# Directive:
Leave the pictures out and quote only the lines from the one with "[trace] white overcast sky" down to the end of the listing below.

^^^^^^^^^^^^^^^^

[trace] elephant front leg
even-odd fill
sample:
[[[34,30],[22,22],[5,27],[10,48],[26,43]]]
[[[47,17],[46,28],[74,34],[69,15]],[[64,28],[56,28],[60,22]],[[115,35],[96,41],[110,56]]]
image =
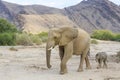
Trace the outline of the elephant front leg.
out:
[[[89,59],[88,59],[88,55],[86,55],[85,62],[86,62],[86,69],[91,69],[91,65],[90,65],[90,62],[89,62]]]
[[[98,59],[98,67],[97,67],[97,69],[100,69],[101,67],[102,67],[102,60]]]
[[[59,56],[60,56],[60,60],[62,61],[62,59],[64,57],[64,47],[63,46],[59,46]]]
[[[65,74],[67,73],[67,66],[66,66],[66,63],[67,61],[71,58],[72,56],[72,53],[73,53],[73,49],[72,49],[72,45],[71,44],[68,44],[64,47],[64,57],[61,61],[61,64],[60,64],[60,74]]]
[[[77,70],[78,72],[82,72],[82,71],[83,71],[83,63],[84,63],[84,60],[85,60],[85,58],[86,58],[86,60],[88,59],[88,57],[86,57],[88,50],[89,50],[89,49],[86,49],[86,50],[81,54],[80,65],[79,65],[79,68],[78,68],[78,70]],[[88,63],[88,62],[87,62],[87,63]],[[90,64],[88,63],[88,65],[90,65]],[[87,65],[87,66],[88,66],[88,65]]]

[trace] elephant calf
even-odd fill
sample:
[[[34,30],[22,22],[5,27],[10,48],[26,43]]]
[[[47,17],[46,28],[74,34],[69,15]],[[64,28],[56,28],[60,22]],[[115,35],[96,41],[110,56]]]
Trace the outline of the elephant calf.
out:
[[[102,62],[103,62],[103,68],[107,68],[107,54],[105,52],[98,52],[95,56],[96,62],[98,62],[97,69],[102,68]]]

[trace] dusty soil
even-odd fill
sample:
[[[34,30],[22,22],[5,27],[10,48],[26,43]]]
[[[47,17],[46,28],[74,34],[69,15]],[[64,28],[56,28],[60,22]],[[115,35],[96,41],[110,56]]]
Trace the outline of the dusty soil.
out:
[[[96,69],[94,56],[104,51],[109,56],[120,51],[119,42],[99,41],[91,44],[90,62],[92,69],[77,72],[79,56],[72,56],[67,63],[68,73],[60,75],[60,59],[58,49],[52,51],[52,68],[46,67],[45,44],[41,46],[11,46],[0,47],[0,80],[120,80],[120,63],[108,59],[108,69]]]

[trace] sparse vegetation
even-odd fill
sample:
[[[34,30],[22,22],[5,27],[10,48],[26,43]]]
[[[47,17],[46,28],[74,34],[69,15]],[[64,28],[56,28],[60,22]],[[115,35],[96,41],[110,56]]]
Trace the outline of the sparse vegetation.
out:
[[[15,45],[15,34],[0,33],[0,45]]]
[[[14,47],[9,48],[9,50],[11,50],[11,51],[18,51],[18,49],[14,48]]]
[[[120,34],[112,33],[109,30],[95,30],[91,37],[100,40],[120,41]]]
[[[117,57],[117,62],[120,62],[120,51],[117,52],[116,57]]]
[[[92,44],[98,44],[98,41],[97,41],[96,39],[92,39],[92,40],[91,40],[91,43],[92,43]]]
[[[42,33],[39,33],[38,36],[40,37],[42,42],[46,42],[47,41],[47,37],[48,37],[48,33],[47,32],[42,32]]]
[[[13,33],[18,32],[16,27],[9,23],[7,20],[0,18],[0,33]]]
[[[17,45],[25,45],[30,46],[32,45],[32,41],[30,36],[27,33],[16,34],[16,44]]]

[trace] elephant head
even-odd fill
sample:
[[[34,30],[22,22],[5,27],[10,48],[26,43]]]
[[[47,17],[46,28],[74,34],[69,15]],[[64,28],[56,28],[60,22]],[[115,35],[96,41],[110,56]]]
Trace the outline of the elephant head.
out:
[[[50,55],[51,50],[56,45],[65,46],[78,35],[78,30],[72,27],[53,28],[48,32],[48,41],[46,45],[46,61],[47,67],[51,68]]]

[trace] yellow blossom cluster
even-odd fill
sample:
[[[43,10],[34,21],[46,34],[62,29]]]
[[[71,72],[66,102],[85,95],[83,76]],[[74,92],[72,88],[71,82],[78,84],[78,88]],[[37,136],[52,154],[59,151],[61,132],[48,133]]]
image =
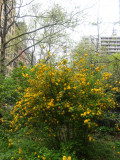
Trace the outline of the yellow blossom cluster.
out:
[[[108,96],[105,93],[103,85],[111,75],[105,73],[104,79],[100,79],[98,72],[101,68],[93,70],[93,67],[86,68],[83,58],[75,61],[73,66],[69,66],[65,59],[57,66],[37,64],[30,70],[33,76],[23,73],[29,87],[13,109],[14,120],[10,127],[14,131],[24,126],[34,129],[34,126],[44,123],[49,128],[49,135],[54,137],[57,136],[57,128],[67,121],[89,129],[96,127],[94,120],[100,118],[107,108],[114,108],[115,102],[112,94]],[[32,129],[27,134],[31,134]],[[56,133],[53,132],[55,129]]]

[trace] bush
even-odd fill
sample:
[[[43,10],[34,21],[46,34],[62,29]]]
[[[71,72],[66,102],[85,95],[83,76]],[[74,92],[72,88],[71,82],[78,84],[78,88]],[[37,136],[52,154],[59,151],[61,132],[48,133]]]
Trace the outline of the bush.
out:
[[[90,132],[97,127],[96,119],[115,108],[113,95],[106,94],[104,85],[111,74],[101,70],[87,68],[81,58],[73,66],[67,60],[57,66],[41,62],[29,74],[23,73],[28,88],[13,109],[13,131],[28,126],[28,135],[39,129],[38,136],[48,148],[59,149],[61,143],[70,142],[77,157],[84,157],[89,141],[94,141]]]

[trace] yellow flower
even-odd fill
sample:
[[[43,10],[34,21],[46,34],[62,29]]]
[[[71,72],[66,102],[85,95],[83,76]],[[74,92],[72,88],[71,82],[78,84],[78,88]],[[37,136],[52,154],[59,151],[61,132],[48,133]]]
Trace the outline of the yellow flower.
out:
[[[85,119],[84,123],[88,123],[90,121],[90,119]]]
[[[99,55],[99,53],[96,53],[96,55],[98,56],[98,55]]]
[[[91,64],[91,67],[93,67],[94,66],[94,64]]]
[[[92,140],[92,137],[89,137],[89,141],[91,142],[91,140]]]

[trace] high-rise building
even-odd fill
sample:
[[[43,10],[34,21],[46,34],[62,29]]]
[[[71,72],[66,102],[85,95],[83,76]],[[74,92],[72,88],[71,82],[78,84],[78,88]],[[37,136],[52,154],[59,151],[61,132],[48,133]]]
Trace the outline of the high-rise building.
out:
[[[15,33],[15,0],[0,0],[0,49],[3,45],[1,41],[8,41]],[[5,49],[5,63],[14,57],[14,48],[10,47],[10,43]],[[1,52],[0,52],[1,54]],[[0,56],[1,59],[3,58]],[[13,63],[6,68],[7,74],[13,69]]]

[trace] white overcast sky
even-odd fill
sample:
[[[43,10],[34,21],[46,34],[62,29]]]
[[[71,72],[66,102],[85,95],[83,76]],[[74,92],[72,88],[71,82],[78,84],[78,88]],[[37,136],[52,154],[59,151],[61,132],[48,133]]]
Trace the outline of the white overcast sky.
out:
[[[31,0],[23,1],[28,3]],[[88,25],[88,23],[97,21],[97,15],[102,22],[100,25],[101,35],[112,35],[113,26],[117,29],[119,35],[120,26],[118,24],[113,25],[119,21],[119,0],[34,0],[34,3],[41,4],[40,10],[50,8],[54,3],[59,4],[68,11],[75,10],[76,7],[80,7],[81,10],[89,8],[85,10],[86,23],[77,27],[75,32],[72,33],[74,39],[78,41],[82,36],[97,35],[97,27]]]

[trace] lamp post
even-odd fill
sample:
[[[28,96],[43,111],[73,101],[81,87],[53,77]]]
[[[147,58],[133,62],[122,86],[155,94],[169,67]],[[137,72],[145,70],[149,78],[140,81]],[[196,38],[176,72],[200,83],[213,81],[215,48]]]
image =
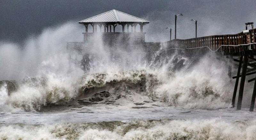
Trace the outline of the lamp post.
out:
[[[182,16],[183,15],[182,15],[182,14],[175,15],[175,39],[176,39],[176,30],[177,29],[177,17],[179,16]]]
[[[191,21],[194,21],[196,22],[196,38],[197,37],[197,21],[194,19],[192,19],[190,20]]]
[[[172,40],[172,29],[168,27],[166,27],[166,29],[170,29],[170,41]]]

^^^^^^^^^^^^^^^^

# Correct output:
[trace] white overcast sky
even-odd fill
sample:
[[[43,10],[34,21],[46,34],[62,29]]]
[[[71,72],[66,102],[85,95],[83,76]],[[74,92],[72,88],[71,82],[78,84],[78,88]],[[37,136],[52,154],[59,151],[61,132],[48,133]]]
Trace the outline of the white overcast sky.
out:
[[[31,0],[23,1],[28,3]],[[88,25],[88,23],[97,21],[97,15],[102,22],[100,25],[101,35],[112,35],[113,26],[117,29],[119,35],[120,26],[118,24],[113,25],[119,21],[119,0],[34,0],[34,3],[41,4],[40,10],[50,8],[54,3],[59,4],[68,11],[75,10],[76,7],[80,7],[81,10],[89,8],[85,10],[86,23],[77,27],[75,32],[72,33],[74,39],[78,41],[82,36],[97,35],[97,27]]]

[trace] lamp post
even-odd fill
sample:
[[[28,96],[43,111],[73,101],[81,87],[53,77]]]
[[[147,58],[133,62],[122,86],[155,94],[169,67]],[[137,72],[145,70],[149,78],[140,81]],[[196,38],[176,72],[200,83],[213,81],[215,48]]]
image =
Trace the outline of the lamp post.
out:
[[[182,16],[183,15],[182,15],[182,14],[175,15],[175,39],[176,39],[176,30],[177,29],[177,17],[179,16]]]
[[[191,21],[194,21],[196,22],[196,38],[197,37],[197,21],[194,19],[192,19],[190,20]]]
[[[172,40],[172,29],[168,27],[166,27],[166,29],[170,29],[170,41]]]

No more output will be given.